Output the entire listing below exactly as it stands.

Dataset excerpts Start Marker

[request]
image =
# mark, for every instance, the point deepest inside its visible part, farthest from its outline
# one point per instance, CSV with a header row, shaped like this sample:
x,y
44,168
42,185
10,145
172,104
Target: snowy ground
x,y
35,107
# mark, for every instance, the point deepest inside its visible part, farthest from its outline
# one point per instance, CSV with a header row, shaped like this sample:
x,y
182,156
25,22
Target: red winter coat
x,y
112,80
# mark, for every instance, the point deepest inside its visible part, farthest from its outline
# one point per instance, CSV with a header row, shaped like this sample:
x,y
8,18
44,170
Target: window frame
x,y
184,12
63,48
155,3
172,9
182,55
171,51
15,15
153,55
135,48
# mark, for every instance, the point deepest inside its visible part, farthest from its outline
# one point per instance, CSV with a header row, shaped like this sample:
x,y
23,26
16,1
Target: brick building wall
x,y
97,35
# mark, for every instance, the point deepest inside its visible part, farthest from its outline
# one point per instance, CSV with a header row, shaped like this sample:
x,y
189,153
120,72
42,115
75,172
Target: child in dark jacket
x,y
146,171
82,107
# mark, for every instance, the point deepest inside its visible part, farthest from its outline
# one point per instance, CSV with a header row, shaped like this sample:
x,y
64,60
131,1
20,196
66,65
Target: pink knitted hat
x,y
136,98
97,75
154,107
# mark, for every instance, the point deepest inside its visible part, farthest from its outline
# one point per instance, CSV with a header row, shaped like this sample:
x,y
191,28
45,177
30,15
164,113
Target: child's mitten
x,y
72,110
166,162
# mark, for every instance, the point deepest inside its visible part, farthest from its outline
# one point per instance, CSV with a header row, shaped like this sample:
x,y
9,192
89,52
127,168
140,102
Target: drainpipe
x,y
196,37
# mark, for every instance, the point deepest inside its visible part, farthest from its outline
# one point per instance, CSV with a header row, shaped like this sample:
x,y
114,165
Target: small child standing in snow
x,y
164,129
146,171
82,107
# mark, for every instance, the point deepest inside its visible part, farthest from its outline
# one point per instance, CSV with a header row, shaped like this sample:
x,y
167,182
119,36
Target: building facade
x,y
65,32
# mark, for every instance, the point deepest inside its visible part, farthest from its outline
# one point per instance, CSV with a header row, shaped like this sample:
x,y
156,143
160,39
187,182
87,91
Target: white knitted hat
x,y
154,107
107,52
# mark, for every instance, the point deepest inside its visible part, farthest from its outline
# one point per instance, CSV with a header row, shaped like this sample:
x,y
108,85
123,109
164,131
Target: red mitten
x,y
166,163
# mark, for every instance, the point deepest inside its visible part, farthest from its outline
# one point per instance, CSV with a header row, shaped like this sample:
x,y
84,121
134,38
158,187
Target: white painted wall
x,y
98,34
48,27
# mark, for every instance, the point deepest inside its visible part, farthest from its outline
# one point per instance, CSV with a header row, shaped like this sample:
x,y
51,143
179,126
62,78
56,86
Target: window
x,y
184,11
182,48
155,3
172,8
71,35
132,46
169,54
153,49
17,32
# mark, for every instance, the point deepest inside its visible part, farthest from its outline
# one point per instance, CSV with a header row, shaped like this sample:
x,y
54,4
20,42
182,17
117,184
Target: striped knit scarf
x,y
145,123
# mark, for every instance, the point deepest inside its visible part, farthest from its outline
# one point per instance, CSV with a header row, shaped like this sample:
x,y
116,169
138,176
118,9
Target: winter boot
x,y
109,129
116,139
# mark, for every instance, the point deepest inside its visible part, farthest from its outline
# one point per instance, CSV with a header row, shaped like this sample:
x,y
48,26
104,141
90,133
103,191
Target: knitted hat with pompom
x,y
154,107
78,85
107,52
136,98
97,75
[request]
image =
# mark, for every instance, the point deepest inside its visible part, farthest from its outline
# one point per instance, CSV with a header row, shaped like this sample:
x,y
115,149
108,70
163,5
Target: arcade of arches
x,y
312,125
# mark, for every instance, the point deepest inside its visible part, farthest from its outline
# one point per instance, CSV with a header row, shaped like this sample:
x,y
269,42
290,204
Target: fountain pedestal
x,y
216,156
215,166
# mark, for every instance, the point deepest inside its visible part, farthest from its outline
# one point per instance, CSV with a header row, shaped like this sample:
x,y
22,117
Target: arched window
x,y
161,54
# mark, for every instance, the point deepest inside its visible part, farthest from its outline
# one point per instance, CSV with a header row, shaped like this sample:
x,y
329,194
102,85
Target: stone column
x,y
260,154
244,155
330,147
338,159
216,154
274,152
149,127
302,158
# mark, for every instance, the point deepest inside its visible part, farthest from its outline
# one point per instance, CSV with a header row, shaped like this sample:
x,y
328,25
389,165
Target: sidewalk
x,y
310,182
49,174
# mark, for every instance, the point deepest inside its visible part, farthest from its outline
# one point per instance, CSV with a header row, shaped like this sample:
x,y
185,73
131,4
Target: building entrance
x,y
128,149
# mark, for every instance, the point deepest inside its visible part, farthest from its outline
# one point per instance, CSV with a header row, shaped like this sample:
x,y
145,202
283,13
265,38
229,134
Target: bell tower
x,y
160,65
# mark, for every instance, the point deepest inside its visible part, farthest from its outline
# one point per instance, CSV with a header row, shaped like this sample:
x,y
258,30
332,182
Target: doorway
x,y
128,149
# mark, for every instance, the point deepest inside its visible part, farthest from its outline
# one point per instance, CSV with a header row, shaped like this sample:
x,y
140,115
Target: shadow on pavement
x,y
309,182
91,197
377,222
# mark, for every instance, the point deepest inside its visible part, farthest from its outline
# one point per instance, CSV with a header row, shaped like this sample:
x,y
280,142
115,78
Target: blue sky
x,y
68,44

Dataset excerpts End Marker

→ **Answer for this exercise**
[request]
image =
# mark, for every instance, the point deepest inside its visible part, farthest from its outline
# one point per instance, CSV with a header row, shaped like this sample:
x,y
44,168
42,185
10,145
172,104
Target: snowy ground
x,y
35,107
# mark, for every instance, the point deepest inside its visible part, farthest from its outline
# one point per instance, CSV with a header row, shaped like this sample:
x,y
182,156
25,22
Target: red winter coat
x,y
112,80
# mark, for every instance, the point deepest inside its visible part, farthest from its outline
# one point per instance, CSV with a header row, shaped like this sample:
x,y
8,18
44,170
Target: window frame
x,y
184,12
63,48
155,3
172,9
182,55
171,51
15,15
153,55
135,48
# mark, for every instance, the point deepest inside its visible part, farthest from its outline
# one point per instance, CSV with a header row, shaped like this sample:
x,y
23,26
16,1
Target: brick building wall
x,y
97,35
# mark, for every instance, the point deepest inside its visible part, farthest from its outline
# one point per instance, CSV with a header row, shaped like this sample:
x,y
189,153
120,72
42,115
75,172
Target: child in dark jacket
x,y
146,171
82,107
# mark, for every instance, the point deepest inside its visible part, farthest from its outline
# one point per instance, CSV with a header row, shaped like this sample:
x,y
64,60
131,1
20,196
66,65
Target: pink knitted hat
x,y
136,98
97,75
154,107
# mark, for every instance, the point deepest inside its visible part, farthest from its outline
# one point per instance, CSV with a header row, shaped like this sample:
x,y
191,28
45,177
30,15
164,113
Target: child's mitten
x,y
72,110
166,162
# mark, for every instance, the point deepest inside its visible part, farthest from its outline
# one point per instance, CSV with a header row, shaped like this sample:
x,y
9,192
89,52
127,168
140,102
Target: drainpipe
x,y
196,37
# mark, for every instance, the point deepest inside its visible part, farthest from its outline
# one point per instance, CSV with a header row, shaped like this sample:
x,y
114,165
Target: small child standing in snow
x,y
164,129
146,171
82,107
# mark, for every instance, the point deepest inside its visible part, farthest from its outline
# one point per instance, CSV with a header row, shaped like this sample:
x,y
167,182
119,36
Target: building facade
x,y
65,32
# mark, for every instance, the point deepest inside its visible part, farthest from its outline
# one point per instance, CSV with a header row, shaped like this sample:
x,y
156,143
160,39
187,182
87,91
Target: white knitted hat
x,y
154,107
107,52
# mark, for every instance, the point deepest inside its visible part, farthest from its outline
# one point per instance, CSV with a header row, shaped like this sample:
x,y
108,85
123,109
164,131
Target: red mitten
x,y
166,163
# mark, for every instance, the point deepest inside its visible part, farthest from its outline
# one point per instance, CSV with a header row, shaped like this sample:
x,y
84,121
134,38
158,187
Target: white painted wall
x,y
98,34
48,27
# mark, for every instance, the point deepest inside its visible part, farthest from its outline
# one point per instance, CSV with a header row, shaped like this sample:
x,y
51,143
179,126
62,78
56,86
Target: window
x,y
184,11
182,48
155,3
172,8
71,35
132,46
169,54
153,49
17,32
# mark, for every instance, the point deepest inside its visible part, farthest from its outline
# one point per instance, CSV with a header row, shaped like this sample:
x,y
54,4
20,42
182,17
117,184
Target: striped knit scarf
x,y
145,123
# mark, for every instance, the point deepest inside its visible part, farthest from its outline
# one point per instance, CSV with a header row, shaped like this sample:
x,y
116,169
138,176
118,9
Target: winter boot
x,y
109,129
116,139
# mark, for every instance, the point deepest inside its visible part, farthest from its outline
# one point per instance, CSV with a header row, shaped like this sample:
x,y
48,26
104,141
90,133
103,191
Target: knitted hat with pompom
x,y
154,107
78,85
107,52
136,98
97,75
[request]
image =
# mark, for every instance, the point deepest inside its visible part, farthest from its outline
# one point per instance, CSV with a header row, shaped like this sample:
x,y
115,149
108,70
163,5
Target: arcade of arches
x,y
312,125
# mark, for every instance, the point deepest inside its visible part, farthest from its outline
# one point per instance, CSV with a header row, shaped like this sample:
x,y
269,42
290,204
Target: fountain pedestal
x,y
216,156
215,166
# mark, for every instance, the point deepest inside its visible part, farthest from its outline
# one point per instance, CSV with a header row, shaped like this sample:
x,y
22,117
Target: arched window
x,y
161,54
# mark, for every instance, the point deepest inside its visible part, farthest from its outline
# one point per instance, CSV with a header row, shaped like this sample:
x,y
329,194
102,85
Target: stone column
x,y
260,154
244,155
330,147
338,159
216,154
274,152
149,127
302,158
# mark, for every instance, the point deepest inside its visible part, farthest from its outline
# one point per instance, CSV with a header row, shaped like this sample:
x,y
328,25
389,165
Target: sidewalk
x,y
310,182
49,174
# mark, for every instance, the point deepest inside its visible part, farthest from its outline
# one point per instance, CSV with a header row, shaped like this sample:
x,y
185,73
131,4
Target: building entrance
x,y
128,149
# mark, for every instance, the point deepest inside its visible part, farthest from its outline
# one point per instance, CSV with a header row, shaped like this sample:
x,y
145,202
283,13
265,38
229,134
Target: bell tower
x,y
160,65
# mark, for every instance, the point deepest inside its visible part, farthest from its outline
# one point per instance, CSV with a header row, shaped like this sample:
x,y
258,30
332,182
Target: doorway
x,y
128,149
# mark, for every instance, the point deepest inside its visible part, farthest from its outline
# one point per instance, CSV with a header row, shaped like this sample:
x,y
140,115
Target: shadow on pavement
x,y
309,182
91,197
377,222
# mark, for every instance, the point deepest inside its visible part, farthest from its outline
# one point per instance, CSV with a header row, shaped like this sample:
x,y
280,142
115,78
Target: blue sky
x,y
68,44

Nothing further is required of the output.